Records
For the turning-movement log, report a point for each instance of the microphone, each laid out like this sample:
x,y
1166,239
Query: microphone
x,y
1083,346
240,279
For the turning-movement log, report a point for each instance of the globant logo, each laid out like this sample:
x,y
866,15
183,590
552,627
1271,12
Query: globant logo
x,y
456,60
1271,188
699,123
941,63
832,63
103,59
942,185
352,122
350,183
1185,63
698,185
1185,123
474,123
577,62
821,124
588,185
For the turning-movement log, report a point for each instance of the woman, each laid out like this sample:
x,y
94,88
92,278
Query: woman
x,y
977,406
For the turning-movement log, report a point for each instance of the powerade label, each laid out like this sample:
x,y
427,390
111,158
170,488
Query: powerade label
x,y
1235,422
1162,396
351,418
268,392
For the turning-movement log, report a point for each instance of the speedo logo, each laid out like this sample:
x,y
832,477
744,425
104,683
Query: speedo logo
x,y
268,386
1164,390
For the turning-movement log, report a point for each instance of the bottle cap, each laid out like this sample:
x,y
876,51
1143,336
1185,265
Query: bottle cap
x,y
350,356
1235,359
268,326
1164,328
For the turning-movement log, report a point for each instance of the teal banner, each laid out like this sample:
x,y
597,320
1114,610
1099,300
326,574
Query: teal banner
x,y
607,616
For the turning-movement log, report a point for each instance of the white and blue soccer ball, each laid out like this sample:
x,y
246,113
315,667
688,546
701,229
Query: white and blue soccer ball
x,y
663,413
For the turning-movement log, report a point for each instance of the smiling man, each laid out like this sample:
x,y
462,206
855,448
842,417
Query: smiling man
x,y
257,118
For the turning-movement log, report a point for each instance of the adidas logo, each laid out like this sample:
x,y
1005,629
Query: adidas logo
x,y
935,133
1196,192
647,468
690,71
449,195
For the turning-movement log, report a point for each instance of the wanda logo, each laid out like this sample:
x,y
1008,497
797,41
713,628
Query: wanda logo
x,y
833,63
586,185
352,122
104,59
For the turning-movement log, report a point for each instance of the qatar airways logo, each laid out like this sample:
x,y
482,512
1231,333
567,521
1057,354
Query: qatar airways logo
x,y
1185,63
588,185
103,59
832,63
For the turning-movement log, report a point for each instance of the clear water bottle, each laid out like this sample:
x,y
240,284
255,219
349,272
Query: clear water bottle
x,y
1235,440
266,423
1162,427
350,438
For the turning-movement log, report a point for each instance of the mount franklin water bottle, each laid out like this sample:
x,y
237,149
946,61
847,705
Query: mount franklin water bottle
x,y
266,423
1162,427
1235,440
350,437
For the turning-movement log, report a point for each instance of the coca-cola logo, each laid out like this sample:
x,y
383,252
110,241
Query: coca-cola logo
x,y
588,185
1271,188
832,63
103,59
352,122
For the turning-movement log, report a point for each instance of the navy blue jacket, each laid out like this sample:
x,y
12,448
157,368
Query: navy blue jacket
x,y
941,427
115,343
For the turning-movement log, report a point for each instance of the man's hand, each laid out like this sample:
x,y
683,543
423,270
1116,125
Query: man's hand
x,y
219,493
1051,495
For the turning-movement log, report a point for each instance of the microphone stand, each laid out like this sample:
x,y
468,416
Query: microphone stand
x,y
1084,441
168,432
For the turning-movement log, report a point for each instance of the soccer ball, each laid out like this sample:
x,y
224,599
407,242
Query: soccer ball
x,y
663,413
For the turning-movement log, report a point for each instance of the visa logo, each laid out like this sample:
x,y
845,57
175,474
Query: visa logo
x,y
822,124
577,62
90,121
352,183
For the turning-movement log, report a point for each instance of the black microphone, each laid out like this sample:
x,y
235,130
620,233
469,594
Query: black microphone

■ **Given problem**
Every line above should be printed again exactly as it stands.

■ **Result for this task**
For the turning-movement log, report a point for each instance of the microphone, each laid out like this sample:
x,y
1166,239
Query: microphone
x,y
1083,346
240,279
For the turning-movement log, report a point for each instance of the globant logo, each laid out like this sample:
x,y
866,15
183,590
552,627
1271,12
Query: globant logo
x,y
456,60
1271,188
699,123
941,63
832,63
103,59
942,185
352,122
350,183
1185,63
698,185
1185,123
474,123
577,62
821,124
588,185
For the turning-movement log, report a point for each instance of the woman, each laid out like this sample:
x,y
94,88
92,278
Query: woman
x,y
977,406
For the turning-movement log, report a point for each instance of the powerade label, each laid out like this sample:
x,y
427,390
111,158
170,488
Query: powerade label
x,y
1235,422
1162,396
351,418
268,392
For the turning-movement log, report a point for each instance of the speedo logo, each laid out like this sample:
x,y
832,477
744,425
104,683
Query: speedo logo
x,y
268,386
1164,390
For the turning-movement log, report a point for each instance of the bottle cap, each laid out like this sample:
x,y
876,51
1143,336
1185,265
Query: bottle cap
x,y
350,356
1235,359
268,326
1164,328
For the turning-movement log, report a point for each instance of the teal banner, each laid out like this sample:
x,y
597,320
1114,610
1099,300
326,574
Query: teal banner
x,y
607,616
For the turning-movement log, report a point for each instance of the white and blue soccer ball, each laid out like this sample:
x,y
246,113
315,667
688,546
701,229
Query: white and blue soccer ball
x,y
663,413
For the turning-movement log, report a point for each instance of the smiling man, each laid out like this sample:
x,y
462,206
855,448
842,417
Query: smiling man
x,y
257,118
For the turning-movement log, report a point for each instance of the adidas logo, each laid out like this sample:
x,y
1005,629
Query: adidas logo
x,y
935,133
1196,192
647,468
690,71
449,195
For the turning-movement log, report a point for each instance of the wanda logo, each laid out like this sample:
x,y
1008,497
797,41
713,628
Query: wanda logo
x,y
833,63
586,185
352,122
104,59
For the turning-movement log, report a point for each instance of the qatar airways logo, each laid out like this sample:
x,y
482,512
1231,333
567,521
1057,354
Query: qatar airways logo
x,y
1185,63
588,185
103,59
832,63
For the turning-movement log, report a point for each instance of the clear water bottle, each laid out like this sample:
x,y
240,284
255,219
349,272
Query: clear water bottle
x,y
1235,440
266,423
1162,427
350,438
For the turning-movement log, report a point for each instance of the mount franklin water bottle, each laid out like this sample:
x,y
237,149
946,61
847,705
Query: mount franklin water bottle
x,y
266,423
1162,427
1235,440
350,437
For the turning-movement log, report a point for each instance of the coca-cola logo, each laid out like this sample:
x,y
383,252
110,241
Query: coca-cola logo
x,y
588,185
1271,188
832,63
103,59
352,122
For the turning-movement log, report a point for each instance of the navy blue jacket, each laid out like this sample:
x,y
12,448
157,368
Query: navy blue jacket
x,y
941,427
115,343
For the turning-movement log, report a point for each instance of the man's hand, each laid out like this sample:
x,y
683,543
423,270
1116,125
Query: man's hand
x,y
219,493
1051,495
For the turning-movement log, report a point for each instance of the microphone stand, each laid out like this sample:
x,y
468,416
Query: microphone stand
x,y
1084,441
168,432
For the turning-movement log, report a point for each instance of the soccer ball, each laid out like this sample:
x,y
224,599
407,242
Query: soccer ball
x,y
663,413
For the turning-movement log, report a point for each instance of the visa logo, each laid out like this sample:
x,y
845,57
175,474
Query: visa logo
x,y
822,124
577,62
90,121
352,183
For the turning-movement log, report a point for each instance of the black microphone, each laid out like this sample:
x,y
235,130
620,233
469,594
Query: black microphone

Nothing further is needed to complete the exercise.